━━━ DATA EXTRACT ━━━

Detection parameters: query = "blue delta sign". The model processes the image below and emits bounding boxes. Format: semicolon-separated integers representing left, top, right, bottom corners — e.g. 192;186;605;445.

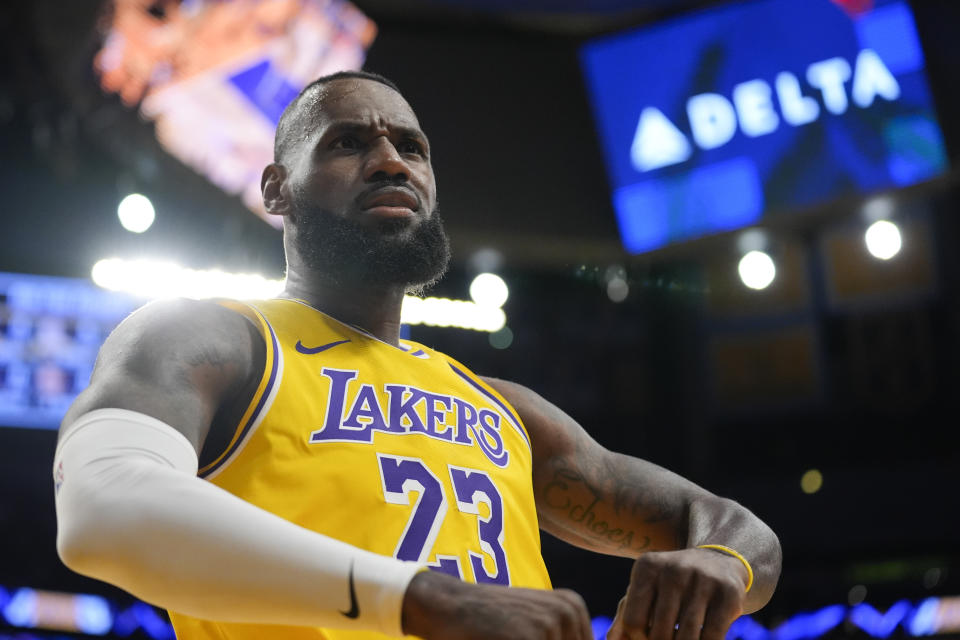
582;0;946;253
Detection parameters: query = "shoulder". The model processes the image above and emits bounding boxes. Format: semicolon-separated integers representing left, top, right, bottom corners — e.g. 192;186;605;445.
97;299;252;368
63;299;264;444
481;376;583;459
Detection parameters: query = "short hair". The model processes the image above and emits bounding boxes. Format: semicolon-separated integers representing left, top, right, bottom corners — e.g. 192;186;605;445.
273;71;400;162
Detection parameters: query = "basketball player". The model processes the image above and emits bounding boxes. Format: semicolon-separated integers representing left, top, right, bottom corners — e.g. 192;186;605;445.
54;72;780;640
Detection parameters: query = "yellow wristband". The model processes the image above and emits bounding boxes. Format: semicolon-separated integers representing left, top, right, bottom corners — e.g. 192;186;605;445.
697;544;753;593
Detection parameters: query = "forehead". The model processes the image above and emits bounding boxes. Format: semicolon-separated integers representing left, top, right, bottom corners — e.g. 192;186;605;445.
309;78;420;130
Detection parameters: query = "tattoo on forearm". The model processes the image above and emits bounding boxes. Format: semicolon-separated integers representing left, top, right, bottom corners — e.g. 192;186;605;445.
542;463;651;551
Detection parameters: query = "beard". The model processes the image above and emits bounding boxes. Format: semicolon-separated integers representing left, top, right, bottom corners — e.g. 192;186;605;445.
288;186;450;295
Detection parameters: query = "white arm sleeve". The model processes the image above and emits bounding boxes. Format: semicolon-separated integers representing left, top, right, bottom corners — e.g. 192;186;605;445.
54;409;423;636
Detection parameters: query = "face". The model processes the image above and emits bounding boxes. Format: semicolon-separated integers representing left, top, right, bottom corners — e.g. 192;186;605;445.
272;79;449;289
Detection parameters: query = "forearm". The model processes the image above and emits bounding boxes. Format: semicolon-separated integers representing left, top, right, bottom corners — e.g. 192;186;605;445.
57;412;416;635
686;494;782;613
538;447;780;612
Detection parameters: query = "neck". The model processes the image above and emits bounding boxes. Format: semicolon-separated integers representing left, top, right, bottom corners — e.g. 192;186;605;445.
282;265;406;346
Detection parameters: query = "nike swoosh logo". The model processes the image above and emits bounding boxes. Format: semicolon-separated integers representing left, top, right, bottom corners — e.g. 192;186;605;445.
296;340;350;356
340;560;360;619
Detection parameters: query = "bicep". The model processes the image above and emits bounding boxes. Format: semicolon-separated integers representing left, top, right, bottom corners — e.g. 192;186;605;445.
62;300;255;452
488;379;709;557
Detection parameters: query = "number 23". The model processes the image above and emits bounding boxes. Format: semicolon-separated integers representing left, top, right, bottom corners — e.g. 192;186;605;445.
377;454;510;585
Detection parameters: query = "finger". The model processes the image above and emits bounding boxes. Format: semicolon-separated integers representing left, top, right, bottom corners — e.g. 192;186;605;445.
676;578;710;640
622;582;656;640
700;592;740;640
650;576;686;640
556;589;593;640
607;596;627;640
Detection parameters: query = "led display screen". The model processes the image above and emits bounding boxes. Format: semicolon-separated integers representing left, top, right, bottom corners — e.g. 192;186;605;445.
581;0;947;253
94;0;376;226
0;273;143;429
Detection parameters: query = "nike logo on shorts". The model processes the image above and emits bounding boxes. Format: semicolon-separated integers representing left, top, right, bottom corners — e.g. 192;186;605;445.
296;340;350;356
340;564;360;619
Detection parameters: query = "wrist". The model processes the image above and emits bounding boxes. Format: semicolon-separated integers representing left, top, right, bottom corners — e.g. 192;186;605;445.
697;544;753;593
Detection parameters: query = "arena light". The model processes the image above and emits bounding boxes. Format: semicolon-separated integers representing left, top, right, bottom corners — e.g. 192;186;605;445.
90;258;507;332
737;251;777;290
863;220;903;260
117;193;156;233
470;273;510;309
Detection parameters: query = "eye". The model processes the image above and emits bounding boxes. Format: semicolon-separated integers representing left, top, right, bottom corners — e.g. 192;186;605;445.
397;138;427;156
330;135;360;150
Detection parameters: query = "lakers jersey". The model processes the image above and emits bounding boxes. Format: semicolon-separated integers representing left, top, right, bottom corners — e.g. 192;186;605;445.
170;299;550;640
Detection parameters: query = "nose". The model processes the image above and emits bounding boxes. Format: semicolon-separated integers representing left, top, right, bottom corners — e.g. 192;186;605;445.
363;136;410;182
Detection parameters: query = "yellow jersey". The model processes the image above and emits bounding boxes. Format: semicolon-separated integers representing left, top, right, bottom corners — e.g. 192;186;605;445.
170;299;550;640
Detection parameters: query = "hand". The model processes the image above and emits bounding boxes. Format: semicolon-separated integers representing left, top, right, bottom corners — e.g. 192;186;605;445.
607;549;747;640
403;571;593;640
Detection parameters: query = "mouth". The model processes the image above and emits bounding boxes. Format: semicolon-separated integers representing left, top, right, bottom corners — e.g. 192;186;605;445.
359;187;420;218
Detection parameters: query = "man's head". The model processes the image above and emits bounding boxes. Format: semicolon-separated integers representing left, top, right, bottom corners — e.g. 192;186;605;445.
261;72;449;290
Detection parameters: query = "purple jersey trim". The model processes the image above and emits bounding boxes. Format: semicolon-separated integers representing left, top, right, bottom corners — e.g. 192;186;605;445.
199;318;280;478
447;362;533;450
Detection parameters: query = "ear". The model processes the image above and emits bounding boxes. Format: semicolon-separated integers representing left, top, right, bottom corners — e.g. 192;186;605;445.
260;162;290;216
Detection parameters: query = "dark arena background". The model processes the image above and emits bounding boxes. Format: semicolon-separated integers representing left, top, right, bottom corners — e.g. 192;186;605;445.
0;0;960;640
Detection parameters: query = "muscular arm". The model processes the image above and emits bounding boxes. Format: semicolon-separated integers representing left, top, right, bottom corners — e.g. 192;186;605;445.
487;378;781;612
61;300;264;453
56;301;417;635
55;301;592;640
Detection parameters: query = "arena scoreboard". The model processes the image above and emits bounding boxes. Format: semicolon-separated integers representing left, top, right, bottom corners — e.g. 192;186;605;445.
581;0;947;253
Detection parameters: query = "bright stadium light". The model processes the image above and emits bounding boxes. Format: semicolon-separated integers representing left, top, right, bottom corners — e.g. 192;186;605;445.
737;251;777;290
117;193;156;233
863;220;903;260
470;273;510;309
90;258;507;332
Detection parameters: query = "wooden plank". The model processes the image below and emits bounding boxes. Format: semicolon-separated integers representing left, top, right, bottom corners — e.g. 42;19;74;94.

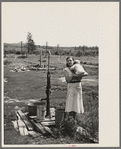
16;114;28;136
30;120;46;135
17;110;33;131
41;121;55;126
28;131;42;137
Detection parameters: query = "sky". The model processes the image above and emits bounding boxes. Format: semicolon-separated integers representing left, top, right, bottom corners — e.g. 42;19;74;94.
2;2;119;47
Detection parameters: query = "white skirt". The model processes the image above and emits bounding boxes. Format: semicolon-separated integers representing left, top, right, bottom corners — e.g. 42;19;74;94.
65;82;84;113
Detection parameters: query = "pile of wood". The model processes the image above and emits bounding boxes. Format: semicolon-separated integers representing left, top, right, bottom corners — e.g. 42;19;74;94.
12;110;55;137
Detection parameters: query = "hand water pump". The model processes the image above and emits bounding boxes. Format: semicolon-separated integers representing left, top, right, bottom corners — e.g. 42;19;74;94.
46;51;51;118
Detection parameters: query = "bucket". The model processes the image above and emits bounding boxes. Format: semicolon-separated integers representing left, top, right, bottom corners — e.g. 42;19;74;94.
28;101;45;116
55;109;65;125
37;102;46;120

━━━

AIM ▸ Reproduce every one of the dataset rows above word for word, with the pictures left out.

RESPONSE TO THIS TASK ▸
Detection parameters: query = "blue delta sign". The model processes the image below and emits bounding boxes. Format: semicolon-separated integers representing left, top, right, bottom corners — e.g. 192;186;605;445.

582;0;946;253
Detection parameters: query = "shoulder". The model processes the image above and emits bounding boxes. Format: semicolon-separated integers representing left, top, right, bottom corners — e.g. 192;186;605;445.
97;299;252;368
63;299;264;444
481;376;583;459
Detection parameters: query = "short hair". The model processes the image above and emits bounding boxes. Format: semicolon-separated integers representing left, top, right, bottom corners — e.g. 192;186;605;445.
273;71;400;162
Detection parameters: query = "basketball player". The model processes the image above and emits bounding boxes. Format: semicolon-separated integers representing left, top, right, bottom corners — e.g. 192;186;605;445.
54;72;780;640
Detection parameters: query = "yellow wristband". The model processes the image above and emits bounding boxes. Format: semicolon-separated integers representing left, top, right, bottom corners — e.g. 192;186;605;445.
697;544;753;593
Detection parameters: query = "forehead". The model processes the image above and emits bounding boxes. Format: semicolon-separated integers representing left, top, right, bottom corners — e.g. 192;186;605;445.
309;78;420;130
Detection parameters: query = "tattoo on forearm". The model processes the image above and emits bounding boxes. Format: semicolon-separated integers representing left, top, right, bottom corners — e.g. 192;186;605;445.
542;463;651;551
Detection parameters: query = "beard". The model processes the image above and emits bounding boxes. Format: semicolon-separated integers representing left, top, right, bottom corners — e.g. 192;186;605;445.
288;186;450;295
Detection parameters: query = "white arm sleeve". The model processes the image above and emits bounding boxes. Format: semicolon-separated integers representing left, top, right, bottom corners — e.g. 192;186;605;445.
54;409;423;636
Detection parameters: query = "face". The model processes the image above and emits bounding boxes. Format: semicolon-separated integers representing left, top, right, bottom corners — e.g. 192;186;605;445.
272;79;449;289
Detection parameters: query = "forearm". The model processes the image above and emits bounding boxes. Format: semicolon-separated integers representing left, top, right, bottom corners — e.g. 192;186;605;445.
57;412;416;635
686;494;782;613
538;447;780;612
Detection parameters: query = "neck". The model processes the image above and emits bounding boxes. Format: semicolon-separated integers representing left, top, right, bottom corners — e.g. 192;186;605;445.
282;265;406;346
Detection parameters: query = "nike swoosh logo". The model processes the image above and emits bounding boxes. Format: semicolon-separated integers representing left, top, right, bottom corners — e.g. 192;186;605;445.
296;340;350;356
340;560;360;619
Detection parameters: query = "bicep". The model processes the image above and emits bounding boxes. Format: semicolon-separated integers representing left, top, right, bottom corners — e.g. 192;186;605;445.
62;300;255;452
488;379;709;557
Detection parameters: query = "number 23". The model processes the image above and emits bounding boxes. Format: semicolon-separated integers representing left, top, right, bottom corners — e.g. 192;186;605;445.
377;454;510;585
Detection parameters: query = "finger". The model processes the image above and emits bounding boxes. Format: semicolon-separated integers representing left, top, right, bottom corners — e.g. 192;186;605;445.
676;578;710;640
622;582;656;640
700;592;740;640
650;576;686;640
556;589;593;640
607;596;627;640
Detection parameters: query = "led display screen". The model processes the image above and emits bounding boxes. Format: semicolon-separated integers representing left, top, right, bottom corners — e.g. 192;186;605;445.
581;0;947;253
94;0;376;226
0;273;143;429
Detection parameters: query = "nike logo on shorts". The model processes the image above and emits bounding boxes. Format: semicolon-separated integers representing left, top, right, bottom corners — e.g. 192;186;605;445.
296;340;350;356
340;564;360;619
Detection parameters: query = "wrist". The model processes the image above and emits bounding boxes. Format: semicolon-separated integers representing left, top, right, bottom corners — e.g. 192;186;605;445.
697;544;753;593
Detection parameters: query = "arena light". The model processes the image above and emits bounding boxes. Format: semicolon-separated integers representing left, top, right, bottom corners — e.g. 192;186;605;445.
90;258;507;332
737;251;777;290
863;220;903;260
117;193;156;233
470;273;510;309
Detection parameters: query = "eye". The model processes the image above and emits bounding boxes. Format: semicolon-separated integers representing left, top, right, bottom corners — e.g. 192;186;605;445.
397;138;427;156
330;135;360;150
Detection parameters: query = "lakers jersey". The model processes the image above and emits bounding boxes. Format: semicolon-separated integers representing left, top, right, bottom corners — e.g. 192;186;605;445.
170;299;550;640
Detection parameters: query = "nose". The model processes the image above and emits bounding boxes. Format: semicolon-separated integers representing left, top, right, bottom corners — e.g. 192;186;605;445.
363;136;410;182
Detection parameters: query = "yellow jersey". The model processes the image above and emits bounding boxes. Format: semicolon-separated integers representing left, top, right, bottom corners — e.g. 192;186;605;445.
170;299;550;640
Detection parameters: query = "hand". The model processes the image above and emits bounding boxes. Format: semicolon-separated integers representing left, top, right, bottom corners — e.g. 192;186;605;445.
607;549;747;640
403;571;593;640
Detection parameters: query = "mouth". The model processes the image above and emits bounding boxes. Format: semicolon-separated integers representing left, top, right, bottom corners — e.g. 192;186;605;445.
359;187;420;218
Detection parameters: query = "man's head". The model processes the image above and emits bounding boxes. Format: semicolon-separated integers representing left, top, right, bottom corners — e.g. 192;186;605;445.
261;72;449;290
Detection parameters: query = "purple jersey trim". The model processes the image above and emits bounding boxes. Format: semicolon-separated integers representing left, top, right, bottom corners — e.g. 192;186;605;445.
199;318;280;478
447;362;533;450
Detection parameters: query = "ear". The model processes the image above and emits bounding boxes. Format: semicolon-separated integers representing left, top, right, bottom corners — e.g. 192;186;605;445.
260;162;290;216
Detection parameters: query = "dark arena background". The model processes the image above and emits bounding boxes. Format: semicolon-separated integers representing left, top, right, bottom corners — e.g. 192;186;605;445.
0;0;960;640
Detection parameters: query = "muscular arm". The model processes the image above and emits bounding boxes. Format: semicolon-separated integers representing left, top, right, bottom corners — e.g. 192;186;605;445.
487;378;781;612
61;300;264;453
56;301;417;635
55;301;592;640
Detection parameters: query = "arena scoreboard". The model processes the image above and emits bounding boxes. Format: semicolon-separated integers representing left, top, right, bottom corners — e.g. 192;186;605;445.
581;0;947;253
Detection parameters: query = "bright stadium light". The model processes the image above and emits bounding boxes. Format: semicolon-separated integers representing left, top, right, bottom corners — e.g. 192;186;605;445.
737;251;777;290
117;193;156;233
863;220;903;260
470;273;510;309
90;258;507;332
Detection parameters: query = "wooden plank". The model processes the image below and emits bounding boxes. Format: semicolon-separated integers representing left, top, right, bottom corners — e.g. 42;19;74;94.

16;114;28;136
30;120;46;135
17;110;33;131
41;121;55;126
28;131;42;137
Detection parameters: query = "sky". The model processes the image above and emits bounding boxes. Format: semicolon-separated integers representing left, top, right, bottom corners — e.g. 42;19;74;94.
2;2;119;47
Detection parameters: query = "white skirt". The model processes the image above and emits bounding boxes. Format: semicolon-separated integers representing left, top, right, bottom corners — e.g. 42;19;74;94.
65;82;84;113
Detection parameters: query = "pile of wood". The model processes the image above and emits bounding boxes. Format: semicolon-separated integers representing left, top, right, bottom corners — e.g. 42;19;74;94.
12;110;55;137
Detection parameters: query = "hand water pump". The model processes the image above and emits bounding boxes. Format: semicolon-separated integers representing left, top, right, bottom corners — e.g. 42;19;74;94.
46;51;51;118
Detection parameters: query = "bucket". The model processes the image above and emits bounding boxes. Format: semicolon-separated integers representing left, top, right, bottom corners — e.g. 42;19;74;94.
28;101;45;116
55;109;65;125
37;102;46;120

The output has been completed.